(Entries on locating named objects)

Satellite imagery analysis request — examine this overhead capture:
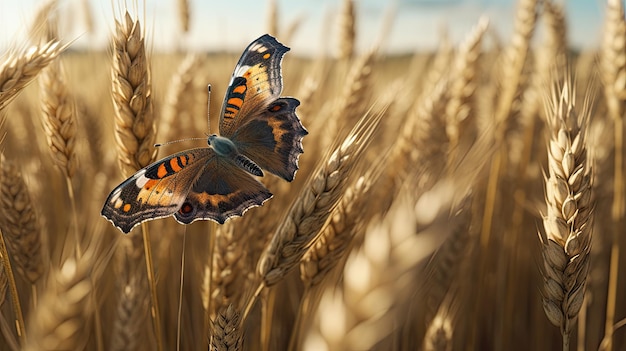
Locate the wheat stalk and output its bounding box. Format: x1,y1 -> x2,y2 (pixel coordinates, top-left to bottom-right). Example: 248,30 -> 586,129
0,155 -> 44,284
446,17 -> 489,163
242,106 -> 387,330
111,12 -> 156,176
111,235 -> 150,350
257,107 -> 386,286
337,0 -> 356,61
600,0 -> 626,350
209,305 -> 243,351
422,315 -> 454,351
300,170 -> 375,289
537,0 -> 568,73
480,0 -> 537,253
330,48 -> 378,130
303,180 -> 460,350
39,62 -> 77,179
0,40 -> 67,110
22,252 -> 99,350
208,224 -> 253,319
265,0 -> 278,36
540,73 -> 593,350
160,54 -> 200,140
176,0 -> 190,33
111,12 -> 163,350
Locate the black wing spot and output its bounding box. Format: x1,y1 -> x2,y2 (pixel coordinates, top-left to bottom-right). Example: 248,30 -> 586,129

Problem: Write out the material above again, swapping each instance of "bounding box" for "enclosing rectangle" and keeping everything else unchanged. Leave the picture out.

Response to the exercise:
Satellite imagery analysis request — examine this overhead capture:
Locate the wheat stalk and output its enclosing rectangle. Format: x1,y1 -> x2,y2 (pixel coordinates, top-left to bottom-right). Example: 248,30 -> 586,129
0,155 -> 44,284
446,17 -> 489,163
242,106 -> 387,330
111,12 -> 156,176
111,235 -> 150,350
257,107 -> 386,286
337,0 -> 356,61
600,0 -> 626,350
209,305 -> 243,351
422,315 -> 454,351
300,170 -> 375,289
537,0 -> 568,73
480,0 -> 537,253
330,48 -> 378,130
303,180 -> 460,350
39,62 -> 77,179
0,40 -> 67,110
22,252 -> 99,350
208,224 -> 253,319
265,0 -> 278,36
540,73 -> 593,350
160,54 -> 200,140
176,0 -> 190,33
111,12 -> 163,350
Locate the black wing spot and output its enclosing rectangle. Format: x1,y1 -> x2,y2 (pixel coordinates, top-left to bottom-right). Example: 248,30 -> 586,129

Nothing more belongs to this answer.